*** Provided records ***

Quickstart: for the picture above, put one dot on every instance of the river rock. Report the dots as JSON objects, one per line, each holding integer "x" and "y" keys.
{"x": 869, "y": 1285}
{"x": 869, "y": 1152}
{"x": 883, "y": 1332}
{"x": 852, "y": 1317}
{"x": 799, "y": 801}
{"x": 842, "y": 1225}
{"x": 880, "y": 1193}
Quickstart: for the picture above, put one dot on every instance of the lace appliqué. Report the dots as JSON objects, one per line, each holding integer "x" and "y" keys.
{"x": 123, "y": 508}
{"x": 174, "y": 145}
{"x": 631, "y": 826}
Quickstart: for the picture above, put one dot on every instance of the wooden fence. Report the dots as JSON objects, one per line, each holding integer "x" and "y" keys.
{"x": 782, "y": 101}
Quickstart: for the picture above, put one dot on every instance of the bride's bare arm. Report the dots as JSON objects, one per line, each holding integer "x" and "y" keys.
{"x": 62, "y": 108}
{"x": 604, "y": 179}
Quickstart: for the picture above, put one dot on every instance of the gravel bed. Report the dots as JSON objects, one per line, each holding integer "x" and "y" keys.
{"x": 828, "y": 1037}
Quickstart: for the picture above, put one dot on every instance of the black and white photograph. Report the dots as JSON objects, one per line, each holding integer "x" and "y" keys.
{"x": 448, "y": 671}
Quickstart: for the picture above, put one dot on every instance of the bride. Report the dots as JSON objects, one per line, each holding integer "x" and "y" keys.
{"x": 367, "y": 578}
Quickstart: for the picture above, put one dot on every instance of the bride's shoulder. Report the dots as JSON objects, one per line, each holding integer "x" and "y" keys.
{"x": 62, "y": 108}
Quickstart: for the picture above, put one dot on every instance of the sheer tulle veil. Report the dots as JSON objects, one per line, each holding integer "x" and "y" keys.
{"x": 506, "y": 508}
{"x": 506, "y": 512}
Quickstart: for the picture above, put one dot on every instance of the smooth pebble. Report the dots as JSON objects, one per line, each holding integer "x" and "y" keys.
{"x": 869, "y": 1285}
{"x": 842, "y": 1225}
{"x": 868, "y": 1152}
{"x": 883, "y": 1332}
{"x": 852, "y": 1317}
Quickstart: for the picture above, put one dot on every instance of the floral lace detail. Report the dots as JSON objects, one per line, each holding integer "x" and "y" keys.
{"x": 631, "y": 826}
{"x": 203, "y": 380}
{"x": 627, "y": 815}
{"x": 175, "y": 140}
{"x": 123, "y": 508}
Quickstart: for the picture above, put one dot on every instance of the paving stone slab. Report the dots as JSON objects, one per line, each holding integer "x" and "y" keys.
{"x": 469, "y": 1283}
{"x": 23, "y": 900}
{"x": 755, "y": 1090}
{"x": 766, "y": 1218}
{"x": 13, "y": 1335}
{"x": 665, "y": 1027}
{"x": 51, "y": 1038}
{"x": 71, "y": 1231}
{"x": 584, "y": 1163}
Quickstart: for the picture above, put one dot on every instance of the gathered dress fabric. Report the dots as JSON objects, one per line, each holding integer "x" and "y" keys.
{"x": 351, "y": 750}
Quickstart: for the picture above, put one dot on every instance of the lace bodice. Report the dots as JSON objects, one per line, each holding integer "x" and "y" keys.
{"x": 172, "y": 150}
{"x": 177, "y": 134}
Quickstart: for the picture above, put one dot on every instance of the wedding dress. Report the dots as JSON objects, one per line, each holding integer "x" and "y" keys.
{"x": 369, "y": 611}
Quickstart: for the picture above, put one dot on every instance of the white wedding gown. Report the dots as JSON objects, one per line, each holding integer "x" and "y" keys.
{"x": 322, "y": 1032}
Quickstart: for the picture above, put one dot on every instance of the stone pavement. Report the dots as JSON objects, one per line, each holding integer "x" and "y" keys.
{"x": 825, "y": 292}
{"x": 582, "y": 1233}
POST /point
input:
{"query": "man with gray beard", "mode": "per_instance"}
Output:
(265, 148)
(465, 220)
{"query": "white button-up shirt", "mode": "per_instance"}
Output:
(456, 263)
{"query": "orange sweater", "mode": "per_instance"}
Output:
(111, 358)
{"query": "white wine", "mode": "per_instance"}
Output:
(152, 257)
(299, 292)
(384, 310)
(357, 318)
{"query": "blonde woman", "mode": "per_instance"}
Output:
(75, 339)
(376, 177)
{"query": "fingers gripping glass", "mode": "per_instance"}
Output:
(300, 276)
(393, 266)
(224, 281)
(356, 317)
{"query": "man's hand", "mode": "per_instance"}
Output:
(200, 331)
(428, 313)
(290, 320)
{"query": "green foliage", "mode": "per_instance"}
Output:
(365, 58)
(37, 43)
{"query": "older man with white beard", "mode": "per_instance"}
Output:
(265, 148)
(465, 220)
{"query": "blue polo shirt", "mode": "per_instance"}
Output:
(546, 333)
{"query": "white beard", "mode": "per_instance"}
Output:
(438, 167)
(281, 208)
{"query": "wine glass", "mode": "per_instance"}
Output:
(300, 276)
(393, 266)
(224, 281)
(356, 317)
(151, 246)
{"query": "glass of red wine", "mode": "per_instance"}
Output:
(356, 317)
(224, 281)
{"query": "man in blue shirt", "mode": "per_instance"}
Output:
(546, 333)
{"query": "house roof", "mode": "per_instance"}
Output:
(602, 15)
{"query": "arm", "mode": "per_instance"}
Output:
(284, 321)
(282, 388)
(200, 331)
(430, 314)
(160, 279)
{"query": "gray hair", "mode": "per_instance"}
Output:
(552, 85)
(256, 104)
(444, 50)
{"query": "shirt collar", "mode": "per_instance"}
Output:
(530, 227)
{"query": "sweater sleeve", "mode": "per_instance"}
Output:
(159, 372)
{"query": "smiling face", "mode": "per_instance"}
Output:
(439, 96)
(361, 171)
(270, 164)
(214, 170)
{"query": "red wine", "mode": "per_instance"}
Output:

*** End of Provided records ***

Task to complete
Could you retype each record exactly as it appears?

Finished task
Quickstart: for the picture above, put one dot on every instance of the river rock. Report the dots as JSON objects, one per line, each holding integer "x" and "y" keys.
{"x": 869, "y": 1285}
{"x": 869, "y": 1152}
{"x": 883, "y": 1332}
{"x": 852, "y": 1317}
{"x": 799, "y": 801}
{"x": 842, "y": 1225}
{"x": 880, "y": 1193}
Quickstart: for the picture above, put one dot on every instance of the lace appliqué. Report the dots as JSON objects, one per line, each holding integer "x" and "y" keys.
{"x": 123, "y": 508}
{"x": 174, "y": 145}
{"x": 631, "y": 826}
Quickstart: for the picture above, put one dot on every instance of the wooden fence. Report the dots as JSON objects, one per line, each holding integer "x" and "y" keys.
{"x": 782, "y": 101}
Quickstart: for the picture above, put one dot on every instance of the bride's bare arm. Report the dots as JSON objects, one per line, each holding integer "x" and "y" keys.
{"x": 62, "y": 108}
{"x": 604, "y": 179}
Quickstart: for the picture above, put one dot on every instance of the gravel bed. Report the dots as JSON objects, one per line, each holding integer "x" and "y" keys.
{"x": 828, "y": 1037}
Quickstart: for the picture above, put one dot on every instance of the black and white photograph. Report the dots as JSON objects, one per line, each holding integer "x" and "y" keys.
{"x": 448, "y": 671}
Quickstart: for the picture above, put one dot on every instance of the bride. Report the dots as JSON objects, one per line, each holding integer "x" and "y" keys.
{"x": 367, "y": 578}
Quickstart: for the picture above, put one dot on every instance of the bride's shoulder. Report the dots as JSON objects, one per line, each holding integer "x" and "y" keys.
{"x": 62, "y": 108}
Quickstart: for the picture above, put one dot on every instance of the sheer tulle veil. Report the dots as JSON objects, one per line, each holding integer "x" and "y" keys.
{"x": 506, "y": 508}
{"x": 506, "y": 512}
Quickstart: for the picture above, put one dot on every instance of the smooth pebble. Report the dots as JSON objects, one per line, each holding integer "x" and "y" keys.
{"x": 869, "y": 1285}
{"x": 842, "y": 1225}
{"x": 868, "y": 1152}
{"x": 883, "y": 1332}
{"x": 852, "y": 1317}
Quickstart: for the picture above, put one dot on every instance of the floral lace detail. Report the dots as JSON objects, one per line, each holding integer "x" and "y" keys.
{"x": 631, "y": 826}
{"x": 203, "y": 380}
{"x": 627, "y": 815}
{"x": 175, "y": 140}
{"x": 123, "y": 508}
Quickstart: for the picture above, put one dot on every instance of the paving stone slab. Report the dots as JSON objects, one per line, each holding integer "x" and "y" keys.
{"x": 469, "y": 1283}
{"x": 23, "y": 900}
{"x": 755, "y": 1090}
{"x": 766, "y": 1218}
{"x": 13, "y": 1335}
{"x": 665, "y": 1027}
{"x": 51, "y": 1038}
{"x": 71, "y": 1231}
{"x": 584, "y": 1163}
Quickstart: for the picture above, put one dot on every instance of the gathered dress fabric. Report the dots as JSON objects, one per line, each holding integer "x" and "y" keys.
{"x": 351, "y": 750}
Quickstart: for the picture above, put one dot on every instance of the lace bodice. Report the dots as JSON objects, one per line, each holding integer "x" and "y" keys.
{"x": 172, "y": 150}
{"x": 177, "y": 134}
Quickstart: for the picture above, put one dot on every instance of the wedding dress. Report the dots as JSON objects, one per line, each holding integer "x" and "y" keys.
{"x": 369, "y": 611}
Quickstart: for the picture above, put one dot on every instance of the white wedding gown. Report the dots as JSON objects, one per line, each holding integer "x" and "y" keys.
{"x": 322, "y": 1032}
Quickstart: for the picture above, put one dot on every instance of the stone pavement. Report the dots as JSON objects, one per line, each holding integer "x" and "y" keys.
{"x": 825, "y": 292}
{"x": 582, "y": 1233}
POST /point
input:
{"query": "man with gray beard", "mode": "per_instance"}
Output:
(265, 148)
(465, 220)
{"query": "white button-up shirt", "mode": "per_instance"}
Output:
(456, 263)
{"query": "orange sweater", "mode": "per_instance"}
Output:
(111, 358)
{"query": "white wine", "mode": "per_instance"}
Output:
(152, 257)
(299, 292)
(384, 310)
(357, 318)
{"query": "blonde woman", "mode": "per_instance"}
Output:
(75, 339)
(376, 177)
{"query": "fingers gripping glass", "mode": "per_instance"}
Output:
(300, 276)
(393, 266)
(224, 281)
(356, 317)
{"query": "man's hand", "mode": "per_instance"}
Output:
(200, 331)
(428, 313)
(290, 320)
{"query": "green foliage", "mode": "per_instance"}
Output:
(365, 58)
(37, 43)
{"query": "older man with white beard", "mode": "per_instance"}
Output:
(265, 148)
(465, 220)
{"query": "blue polo shirt", "mode": "per_instance"}
Output:
(546, 333)
{"query": "white beard", "mode": "per_instance"}
Output:
(438, 167)
(281, 208)
{"query": "wine glass", "mode": "per_instance"}
Output:
(300, 276)
(393, 266)
(224, 281)
(356, 317)
(151, 246)
{"query": "glass of red wine", "mode": "per_instance"}
Output:
(356, 317)
(224, 281)
{"query": "man in blue shirt", "mode": "per_instance"}
Output:
(546, 333)
{"query": "house roof", "mode": "per_instance"}
Output:
(602, 15)
{"query": "arm", "mode": "per_instance"}
Output:
(284, 321)
(282, 388)
(200, 331)
(430, 314)
(160, 279)
{"query": "gray hair", "mode": "per_instance"}
Output:
(552, 85)
(256, 104)
(444, 50)
{"query": "shirt collar", "mode": "per_instance"}
Output:
(530, 227)
{"query": "sweater sleeve", "mode": "per_instance"}
Output:
(159, 372)
{"query": "smiling face", "mode": "per_instance"}
Output:
(439, 96)
(361, 171)
(270, 164)
(214, 170)
{"query": "red wine", "mode": "per_instance"}
Output:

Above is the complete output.